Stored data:
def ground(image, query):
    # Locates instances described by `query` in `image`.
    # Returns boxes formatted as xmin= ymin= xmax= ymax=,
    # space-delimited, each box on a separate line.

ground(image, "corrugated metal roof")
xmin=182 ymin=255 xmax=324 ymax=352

## ACTIVITY
Each entry, from start to finish, must be restated exactly.

## ANSWER TO THIS EXERCISE
def ground(image, query):
    # Locates instances described by `query` in `image`.
    # Returns boxes formatted as xmin= ymin= xmax= ymax=,
    # space-delimited, each box on a separate line.

ground(image, "corrugated metal roof")
xmin=182 ymin=255 xmax=324 ymax=352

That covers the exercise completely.